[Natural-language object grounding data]
Start of Block
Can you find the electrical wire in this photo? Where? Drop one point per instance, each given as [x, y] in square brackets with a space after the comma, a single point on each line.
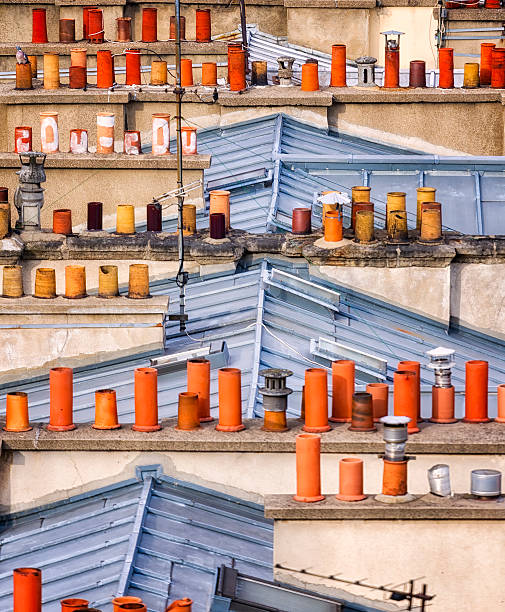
[270, 161]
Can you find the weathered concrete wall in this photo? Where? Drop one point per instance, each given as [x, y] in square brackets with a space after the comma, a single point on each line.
[251, 465]
[320, 28]
[419, 27]
[446, 129]
[443, 553]
[425, 291]
[478, 297]
[76, 332]
[447, 122]
[72, 188]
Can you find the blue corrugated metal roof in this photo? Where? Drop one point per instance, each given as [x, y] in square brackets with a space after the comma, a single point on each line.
[274, 164]
[160, 539]
[268, 318]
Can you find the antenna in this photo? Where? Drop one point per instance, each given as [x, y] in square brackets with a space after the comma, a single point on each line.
[182, 276]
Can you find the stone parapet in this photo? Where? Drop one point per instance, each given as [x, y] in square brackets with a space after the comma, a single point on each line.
[447, 440]
[421, 508]
[163, 246]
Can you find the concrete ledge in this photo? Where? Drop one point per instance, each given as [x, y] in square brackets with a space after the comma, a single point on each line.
[356, 4]
[113, 161]
[456, 439]
[83, 2]
[411, 254]
[406, 95]
[317, 4]
[276, 96]
[63, 95]
[425, 507]
[213, 2]
[32, 306]
[162, 246]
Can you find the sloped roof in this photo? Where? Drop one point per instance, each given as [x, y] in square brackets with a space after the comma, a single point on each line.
[274, 316]
[154, 537]
[274, 164]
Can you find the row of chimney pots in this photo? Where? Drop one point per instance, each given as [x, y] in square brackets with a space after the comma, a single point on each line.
[362, 217]
[489, 73]
[93, 26]
[78, 141]
[362, 410]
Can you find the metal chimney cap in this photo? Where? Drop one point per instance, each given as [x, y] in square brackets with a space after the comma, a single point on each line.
[395, 421]
[440, 353]
[366, 59]
[485, 483]
[275, 373]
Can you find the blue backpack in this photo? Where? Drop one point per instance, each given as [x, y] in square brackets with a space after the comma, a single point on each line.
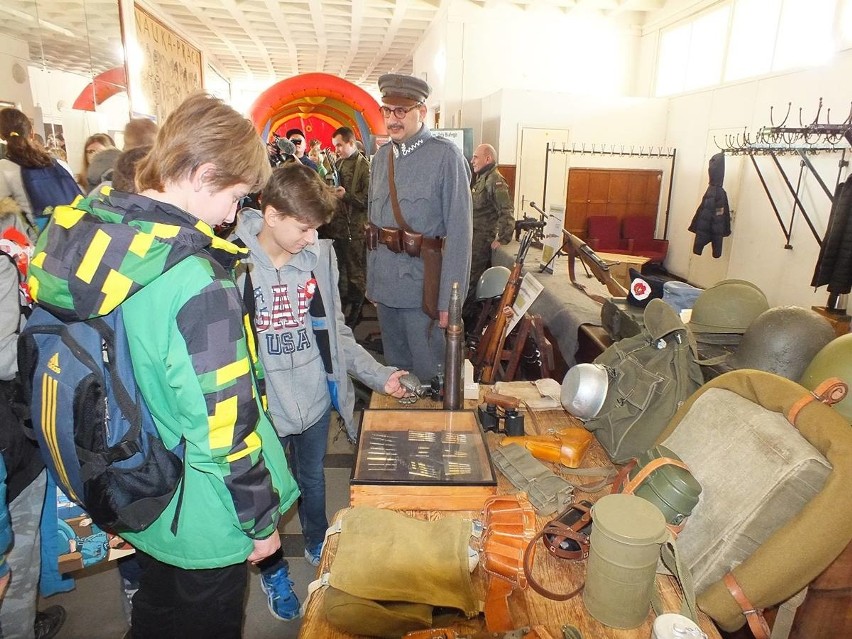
[48, 187]
[95, 431]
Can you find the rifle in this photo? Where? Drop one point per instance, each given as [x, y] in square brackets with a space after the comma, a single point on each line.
[577, 248]
[487, 356]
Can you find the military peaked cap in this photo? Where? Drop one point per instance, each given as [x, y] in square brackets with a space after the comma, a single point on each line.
[395, 85]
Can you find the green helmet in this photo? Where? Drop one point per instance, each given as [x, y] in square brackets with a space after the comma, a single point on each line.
[834, 360]
[783, 340]
[492, 282]
[727, 308]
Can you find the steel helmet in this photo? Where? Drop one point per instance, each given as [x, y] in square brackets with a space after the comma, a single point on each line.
[584, 390]
[834, 360]
[492, 282]
[783, 340]
[727, 308]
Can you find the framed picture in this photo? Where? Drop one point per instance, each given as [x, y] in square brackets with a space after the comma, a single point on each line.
[171, 67]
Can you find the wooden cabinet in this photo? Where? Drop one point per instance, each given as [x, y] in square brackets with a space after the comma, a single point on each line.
[616, 192]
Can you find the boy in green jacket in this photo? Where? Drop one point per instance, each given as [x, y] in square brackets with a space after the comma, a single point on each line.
[155, 253]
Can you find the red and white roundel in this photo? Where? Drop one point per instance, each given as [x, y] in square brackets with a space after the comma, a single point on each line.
[640, 289]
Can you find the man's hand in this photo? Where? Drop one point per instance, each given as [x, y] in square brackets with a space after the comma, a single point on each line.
[393, 387]
[264, 547]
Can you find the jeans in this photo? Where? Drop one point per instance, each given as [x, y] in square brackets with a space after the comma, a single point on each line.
[175, 603]
[305, 454]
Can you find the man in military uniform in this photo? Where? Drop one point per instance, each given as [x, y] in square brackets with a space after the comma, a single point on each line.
[493, 214]
[347, 226]
[431, 179]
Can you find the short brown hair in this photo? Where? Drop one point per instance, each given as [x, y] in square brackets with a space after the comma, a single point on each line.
[346, 134]
[139, 132]
[205, 129]
[297, 191]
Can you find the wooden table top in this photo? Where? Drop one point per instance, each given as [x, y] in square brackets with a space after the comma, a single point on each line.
[528, 608]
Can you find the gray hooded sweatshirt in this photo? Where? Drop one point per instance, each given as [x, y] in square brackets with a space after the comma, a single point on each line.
[298, 388]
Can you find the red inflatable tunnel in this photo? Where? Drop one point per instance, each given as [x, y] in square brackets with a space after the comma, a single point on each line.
[307, 87]
[103, 86]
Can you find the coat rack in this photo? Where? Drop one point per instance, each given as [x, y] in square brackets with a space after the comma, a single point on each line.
[804, 140]
[619, 151]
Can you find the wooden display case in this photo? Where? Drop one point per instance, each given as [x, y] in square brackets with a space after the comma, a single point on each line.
End of Block
[What to do]: Set down the lines of the records above exactly, apart from the pictures.

[Result for this task]:
Can you find the electrical wire in this photo? Where? Drop one point per instance, each given as [x, y] in square brackets with a space after the comma, a single point on each line.
[270, 161]
Can you find the weathered concrete wall in this photo? Where? Drop one point per instance, each given as [x, y] in square brackets with a space after the comma, a single point on each line.
[251, 465]
[320, 28]
[419, 27]
[446, 129]
[443, 553]
[425, 291]
[478, 297]
[76, 332]
[447, 122]
[72, 188]
Can you find the blue corrugated metal roof in this photo? Where? Drop one point per instance, each given as [x, y] in square brackets with a space after the comma, a single point on each line.
[274, 164]
[160, 539]
[268, 318]
Can you find the antenna in this photo? Where? Drop one point per instance, each given as [x, y] in square brackets with a space after the comma, a single point on each line.
[182, 276]
Can you find the stone parapet in this photo? Where? Drop one point per instance, each given as [x, y] in square brackets with a space after the comma, a single point on each line.
[447, 440]
[421, 508]
[163, 246]
Can you find the concrete ledge in this photo? Where? Drop one point per instance, each given as [x, y] in square brackets with a space after the comma, a single point on each line.
[356, 4]
[113, 161]
[456, 439]
[83, 2]
[411, 254]
[406, 95]
[317, 4]
[276, 96]
[63, 95]
[425, 507]
[213, 2]
[32, 306]
[162, 246]
Can you find the sloped roof in this photo? Where? Drop one point per instance, each given as [x, y] in square brackets with a space after the comma, a single point on each line.
[274, 316]
[154, 537]
[274, 164]
Can you find the row of chimney pots in this photo? Where? Drop one point per instance, each given as [x, y] in square brackets with a space after the comma, a single point on each line.
[362, 217]
[489, 73]
[93, 26]
[78, 141]
[362, 410]
Can you find the metal chimney cap in this photo? Where? Drop one point per instance, each given as [x, y] in square brackets with a space after the comma, a single point on each line.
[395, 421]
[440, 353]
[366, 59]
[485, 483]
[275, 373]
Can you find the blue backpack in this photo? Where? Drop one point per instance, each given as [x, y] in square brackets with a space after the comma, a single point on each line.
[48, 187]
[95, 431]
Can you find the rifle in this photo? Where? Drop one point per instance, each given as [x, y] in square brackets with a space after the comma, a single point on each line.
[577, 248]
[487, 356]
Can you find the military peaked cap in this photo? Where? Drop one point per instance, each given as [x, y] in square brackets with a space after the comma, a single point on each line.
[395, 85]
Can you find the green helmet in this photo? Where? Drop one point per instance, each given as [x, y] in square brackets with a space after the comma, a single point on each line.
[834, 360]
[783, 340]
[492, 282]
[727, 308]
Can you find the steel helmet in this photo? Where? Drop one point per instance, each given as [x, y] in square brackets with a space after the comma, a single point on each line.
[584, 390]
[834, 360]
[492, 282]
[783, 340]
[727, 308]
Can you find the framed picture in this photo? Where? Drop one point per instance, each given as [x, y] in square brackets with a space after the comma, a single point on each line.
[171, 67]
Can you find the wooden cabinet in this photo? Where? Drop one point per instance, each given as [x, y] in square brackets with a space after the comma, a single point on each line.
[616, 192]
Can you find the boy in green jacket in this photo? Where? Drop one point per instance, each given as [x, y] in square brackets with a space after the comma, a single point on each line.
[155, 253]
Can you find the red and white roundel in this photo? Where? Drop one point per instance, each given as [x, y] in square brackets with a space after the comma, a single point on each line.
[640, 289]
Can you find the man's hand in this photo? Where? Drop one point per instance, each given as [x, y] in square brackets with a space after the comma, a single point on each line.
[393, 387]
[264, 547]
Can you find the jeans in this photo? Where? Drop one point per instance, each given as [x, y] in square brackets with a space after the comma, a single point on each line.
[175, 603]
[305, 454]
Can you find the man in military uniform in this photo? Where? Drop one point per instance, each given as [x, y] in square brackets with a space after the comma, a single point on each line.
[493, 214]
[347, 226]
[431, 179]
Can you find the short brown hair in this photo? Where? Drop one point per instance, each given as [x, y] in square brackets with a space after the comma, a single point on each line.
[346, 134]
[139, 132]
[205, 129]
[297, 191]
Can you find the wooden table top in this photo? Where? Drop one point per instance, each given as [x, y] in square brackets with a space after the comma, a single point on each line.
[528, 608]
Can you find the gray hooded sweatshirt in this photo? Where? Drop one point per instance, each given as [x, y] in square brackets with a space after the comma, a single point on each line.
[298, 388]
Can you find the red inflatable tunnel in this photo? Where? Drop one point per instance, each given as [x, y] in square brackets with a space after the comma, a single point on each line.
[307, 87]
[103, 86]
Can you find the coat rack in this photo? Where? Drop one point per instance, each given as [x, y] in square brackets with a space after the comma, a single point on each line.
[804, 140]
[619, 151]
Can you find the wooden display case in this photo? Where? Drop one point per instance, each given as [x, y] in square brackets with a space after the comma, a single point on each line.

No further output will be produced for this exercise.